>> Begin PROVIDED TEXT
# A unique Father's day gift



## Grampa Don (Jun 16, 2019)

One of my sons gave me this, a Bug-a-salt gun.  I was surprised.







You cock it like a BB gun and it shoots a pinch of table salt.  Its effective range is about 3 feet with a spread of about 3 inches and it's supposed to be deadly against flies.  Now if I can only find some slow moving flies to try it on.

Don


----------



## SeaBreeze (Jun 16, 2019)

Neat Don, I can use one of those in my house.  Let us know how it works!   We bought a tiny cheap bug zapper years ago, you pulled the trigger and a small plastic disc on a string shot out to kill flies.  My husband got a couple, but it was hard to use, string was really too short, they saw it coming.


----------



## Grampa Don (Jun 16, 2019)

SeaBreeze -  I had one of those years ago.  I think I killed a few flies with it, but you had to sneak up on them.  A regular fly swatter worked just as well.  If I get any with the new gun, I'm going to mount their little heads over my workbench as trophies.  I'll keep you posted.

Don


----------



## Ken N Tx (Jun 17, 2019)

I killed 1 male and 2 female flies!! The male was on a beer and the females where on the phone..
>> End PROVIDED TEXT
**GOALS**
• a. In the forum thread about the Bug-a-salt gun, what is the gun's effective range?
• b. Carry on the forum thread about the Bug-a-salt gun, beginning after its final post.
>> Begin DATA SUPPLIED
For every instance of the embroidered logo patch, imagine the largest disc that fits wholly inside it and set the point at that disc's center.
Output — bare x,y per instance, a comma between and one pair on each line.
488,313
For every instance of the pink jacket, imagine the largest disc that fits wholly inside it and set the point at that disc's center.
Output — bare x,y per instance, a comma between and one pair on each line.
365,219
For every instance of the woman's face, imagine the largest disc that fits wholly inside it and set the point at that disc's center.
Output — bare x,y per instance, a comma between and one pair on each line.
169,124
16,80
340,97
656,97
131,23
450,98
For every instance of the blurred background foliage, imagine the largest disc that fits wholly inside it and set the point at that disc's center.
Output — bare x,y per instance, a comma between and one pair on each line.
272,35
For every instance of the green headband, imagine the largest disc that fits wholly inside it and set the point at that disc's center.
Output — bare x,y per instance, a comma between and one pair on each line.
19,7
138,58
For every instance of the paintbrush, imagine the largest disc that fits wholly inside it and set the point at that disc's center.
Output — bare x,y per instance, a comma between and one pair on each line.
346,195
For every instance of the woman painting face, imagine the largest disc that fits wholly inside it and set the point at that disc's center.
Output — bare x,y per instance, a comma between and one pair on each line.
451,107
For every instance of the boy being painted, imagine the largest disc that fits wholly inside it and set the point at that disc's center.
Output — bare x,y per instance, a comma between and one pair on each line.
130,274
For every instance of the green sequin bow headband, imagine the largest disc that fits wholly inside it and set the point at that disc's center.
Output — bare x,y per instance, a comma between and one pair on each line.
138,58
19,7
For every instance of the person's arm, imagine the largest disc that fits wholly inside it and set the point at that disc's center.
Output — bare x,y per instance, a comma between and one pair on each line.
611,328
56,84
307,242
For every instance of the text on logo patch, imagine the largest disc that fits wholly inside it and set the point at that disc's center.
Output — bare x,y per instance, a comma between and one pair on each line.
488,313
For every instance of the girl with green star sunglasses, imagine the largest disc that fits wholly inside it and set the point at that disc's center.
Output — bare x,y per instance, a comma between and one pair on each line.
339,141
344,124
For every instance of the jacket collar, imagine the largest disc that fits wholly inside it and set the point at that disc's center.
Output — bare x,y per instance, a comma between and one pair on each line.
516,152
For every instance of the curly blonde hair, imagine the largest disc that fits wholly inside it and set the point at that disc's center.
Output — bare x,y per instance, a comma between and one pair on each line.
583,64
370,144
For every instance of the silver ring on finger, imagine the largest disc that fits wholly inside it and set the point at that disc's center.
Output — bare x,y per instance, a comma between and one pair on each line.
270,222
>> End DATA SUPPLIED
**RESULTS OF THE EXERCISE**
• a. About 3 feet.

• b.
----------



## HazyDavey (Jun 17, 2019)

I gave my brother a Bug-A-Salt for Christmas a few years ago. I think he's still trying to sight it in..  
He keeps it handy right next to his favorite chair. 

Have fun Grampa Don!

The battery powered electric tennis racket is what we have now..


----------



## Grampa Don (Jun 17, 2019)

HazyDavey --  I have one of those electric tennis rackets.  It was on sale at Harbor Freight for a couple bucks.  I bought it as a joke, but it really is handy.  Works great for wasps too.

Don


----------



## JustBonee (Jun 17, 2019)

That tennis racket looks like it would be great on my patio after a rainstorm!


----------



## Lara (Jun 22, 2019)

Ken N Tx said:


> I killed 1 male and 2 female flies!! The male was on a beer and the females where on the phone..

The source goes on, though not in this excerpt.